Dataset entries

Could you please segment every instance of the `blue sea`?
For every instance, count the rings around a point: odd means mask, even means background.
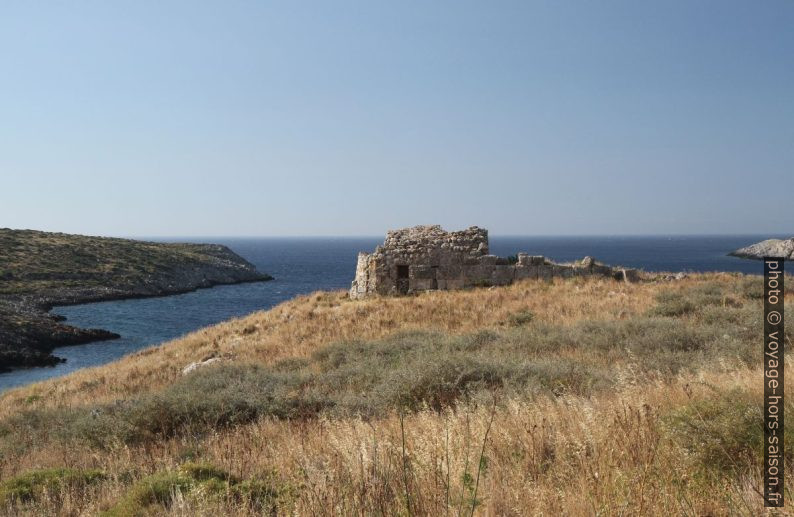
[[[500,256],[524,251],[557,261],[592,256],[611,265],[646,271],[740,271],[760,274],[761,262],[726,254],[775,236],[671,237],[499,237],[491,236],[491,253]],[[121,339],[57,348],[66,359],[54,367],[0,374],[0,391],[101,365],[143,347],[177,338],[198,328],[254,311],[269,309],[296,295],[326,289],[347,289],[353,280],[359,251],[371,251],[383,237],[357,238],[206,238],[157,241],[225,244],[265,273],[275,277],[258,282],[168,296],[56,307],[53,312],[78,327],[103,328]]]

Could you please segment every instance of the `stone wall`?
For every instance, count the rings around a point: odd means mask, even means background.
[[[634,281],[635,270],[616,269],[585,257],[557,264],[542,256],[515,258],[488,253],[488,230],[472,226],[445,232],[440,226],[415,226],[386,234],[372,253],[359,253],[350,297],[395,295],[433,289],[507,285],[524,278],[604,276]]]

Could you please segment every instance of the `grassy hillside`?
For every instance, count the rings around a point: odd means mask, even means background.
[[[757,515],[760,289],[712,274],[315,293],[5,393],[0,504]]]
[[[269,278],[225,246],[0,229],[0,371],[57,362],[57,346],[118,337],[58,323],[46,314],[53,305]]]

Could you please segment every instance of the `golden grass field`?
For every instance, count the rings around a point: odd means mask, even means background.
[[[299,297],[0,395],[0,513],[762,515],[759,288]]]

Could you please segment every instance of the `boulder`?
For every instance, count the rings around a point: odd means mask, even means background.
[[[205,366],[208,366],[208,365],[210,365],[212,363],[215,363],[215,362],[218,362],[220,360],[221,360],[220,357],[211,357],[211,358],[209,358],[209,359],[207,359],[205,361],[197,361],[195,363],[190,363],[189,365],[185,366],[182,369],[182,375],[187,375],[187,374],[189,374],[191,372],[194,372],[194,371],[198,370],[199,368],[203,368]]]

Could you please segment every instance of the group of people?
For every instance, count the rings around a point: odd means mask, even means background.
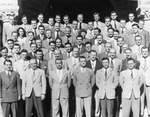
[[[83,14],[43,14],[3,26],[0,101],[4,117],[150,117],[149,32],[144,20],[105,22],[99,13],[84,23]],[[129,21],[127,21],[129,20]],[[63,22],[63,23],[62,23]],[[18,115],[22,114],[22,115]]]

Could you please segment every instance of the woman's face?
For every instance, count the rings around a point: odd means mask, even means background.
[[[23,36],[23,35],[24,35],[23,29],[20,29],[20,30],[19,30],[19,35],[20,35],[20,36]]]
[[[56,40],[56,46],[57,47],[61,47],[61,45],[62,45],[61,41],[60,40]]]

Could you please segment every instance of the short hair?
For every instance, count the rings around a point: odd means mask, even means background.
[[[56,45],[56,42],[55,42],[55,41],[50,41],[50,42],[49,42],[49,45],[50,45],[51,43]]]
[[[31,61],[31,60],[35,60],[35,61],[36,61],[36,63],[37,63],[37,59],[36,59],[36,57],[31,58],[31,59],[30,59],[30,61]]]
[[[128,61],[133,61],[133,62],[135,63],[134,58],[128,58],[128,59],[127,59],[127,62],[128,62]]]
[[[109,16],[106,16],[104,19],[105,19],[105,20],[106,20],[106,19],[109,19],[109,20],[111,20],[111,18],[110,18]]]
[[[108,62],[109,62],[109,58],[108,57],[103,57],[102,61],[104,61],[104,60],[108,60]]]
[[[82,32],[87,33],[85,29],[81,29],[78,34],[81,35]]]
[[[37,22],[37,20],[36,20],[36,19],[31,19],[31,22],[32,22],[32,21],[36,21],[36,22]]]
[[[26,30],[25,30],[24,28],[22,28],[22,27],[19,27],[19,28],[17,29],[17,34],[18,34],[18,36],[20,36],[20,34],[19,34],[19,30],[20,30],[20,29],[23,30],[23,37],[26,37]]]
[[[36,45],[36,43],[34,43],[34,42],[31,42],[31,43],[30,43],[30,47],[31,47],[31,45],[33,45],[33,44],[35,44],[35,45]],[[37,46],[37,45],[36,45],[36,46]]]
[[[39,14],[38,14],[38,17],[39,17],[39,15],[43,15],[43,13],[39,13]],[[44,16],[44,15],[43,15],[43,16]]]
[[[110,28],[108,28],[108,29],[107,29],[107,31],[108,31],[108,30],[113,30],[113,31],[114,31],[114,29],[113,29],[113,28],[111,28],[111,27],[110,27]]]
[[[116,12],[116,11],[111,11],[111,14],[112,14],[112,13],[116,13],[116,14],[117,14],[117,12]]]
[[[98,32],[101,33],[101,29],[99,28],[94,28],[94,30],[98,30]]]
[[[37,42],[37,41],[40,41],[40,42],[42,43],[42,40],[41,40],[40,38],[37,38],[37,39],[35,40],[35,42]]]
[[[146,46],[143,46],[143,47],[141,48],[141,50],[143,50],[143,49],[148,49],[148,50],[149,50],[149,48],[146,47]]]
[[[136,35],[134,39],[136,40],[137,37],[140,37],[141,40],[142,40],[142,37],[140,35]]]
[[[96,55],[97,55],[97,51],[96,51],[96,50],[91,50],[91,52],[90,52],[90,53],[92,53],[92,52],[96,53]]]
[[[21,19],[22,19],[22,18],[24,18],[24,17],[26,17],[26,18],[27,18],[27,16],[26,16],[26,15],[22,15]]]
[[[7,48],[7,47],[2,47],[2,48],[1,48],[1,51],[5,50],[5,49],[6,49],[7,52],[8,52],[8,48]]]
[[[14,46],[18,46],[19,48],[21,48],[19,43],[15,43]]]
[[[132,52],[132,49],[131,49],[131,48],[127,48],[127,49],[125,50],[125,52],[126,52],[127,50],[129,50],[129,51],[131,51],[131,52]]]
[[[39,25],[38,29],[40,29],[41,27],[44,28],[44,30],[45,30],[44,25]]]
[[[55,63],[56,63],[56,61],[61,61],[61,62],[62,62],[62,58],[60,58],[60,57],[59,57],[59,58],[56,58],[56,59],[55,59]]]
[[[133,26],[136,26],[137,28],[139,28],[139,25],[136,24],[136,23],[132,24],[132,27],[133,27]]]
[[[81,59],[85,59],[85,60],[86,60],[85,56],[80,56],[80,57],[79,57],[79,61],[80,61]]]
[[[100,33],[99,33],[99,34],[97,34],[97,37],[98,37],[98,36],[102,36],[102,38],[103,38],[103,35],[102,35],[102,34],[100,34]]]
[[[26,49],[22,49],[20,53],[28,53]]]
[[[47,32],[47,31],[50,31],[50,32],[52,33],[52,30],[51,30],[51,29],[46,29],[46,31],[45,31],[45,32]]]
[[[17,33],[17,31],[12,31],[12,32],[11,32],[11,35],[12,35],[13,33],[16,33],[16,34],[18,34],[18,33]]]
[[[90,46],[92,46],[92,43],[89,42],[89,41],[87,41],[87,42],[85,43],[85,46],[88,45],[88,44],[89,44]]]
[[[123,37],[119,36],[118,39],[120,39],[120,38],[124,41],[124,38],[123,38]]]
[[[11,41],[12,43],[14,43],[14,40],[13,40],[13,39],[8,39],[7,42],[8,42],[8,41]]]
[[[6,64],[6,62],[9,62],[9,63],[11,63],[11,65],[12,65],[12,61],[11,61],[11,60],[9,60],[9,59],[6,59],[6,60],[4,61],[4,65]]]
[[[83,37],[82,37],[81,35],[78,35],[78,36],[76,37],[76,39],[79,38],[79,37],[82,38],[82,40],[83,40]]]
[[[99,16],[99,13],[95,12],[95,13],[93,14],[93,16],[94,16],[94,15],[98,15],[98,16]]]
[[[71,27],[70,26],[66,26],[65,28],[68,28],[71,31]]]
[[[35,53],[37,54],[38,52],[42,52],[43,53],[43,51],[41,49],[37,49]]]
[[[65,46],[66,45],[70,45],[72,47],[72,44],[70,42],[65,43]]]
[[[117,32],[119,34],[119,30],[114,30],[114,32]]]
[[[125,21],[126,22],[126,19],[125,18],[121,18],[120,21]]]
[[[55,42],[56,42],[57,40],[60,40],[60,41],[61,41],[61,43],[62,43],[62,39],[61,39],[61,38],[57,38],[57,39],[55,40]]]
[[[130,14],[133,14],[133,15],[134,15],[134,13],[129,13],[129,15],[130,15]]]
[[[139,21],[138,21],[138,22],[140,22],[140,21],[145,22],[143,19],[139,19]]]
[[[69,15],[64,15],[64,17],[68,17],[68,19],[69,19]],[[63,17],[63,18],[64,18],[64,17]]]
[[[34,36],[34,32],[33,32],[33,31],[28,31],[28,32],[27,32],[27,35],[28,35],[29,33],[32,33],[33,36]]]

- Aim of the task:
From the entries above, copy each line that holds "Could".

- Your response:
Could you please segment every instance of the `blue sea`?
Could you please segment every instance of the `stone wall`?
Could you please segment every instance of the `grassy hillside`?
Could you please segment every instance of the `golden grass field`?
Could you please segment every instance of the `boulder`?
Could you please segment every instance of the group of people?
Could you please segment every instance of the woman's face?
Could you please segment every instance of the short hair?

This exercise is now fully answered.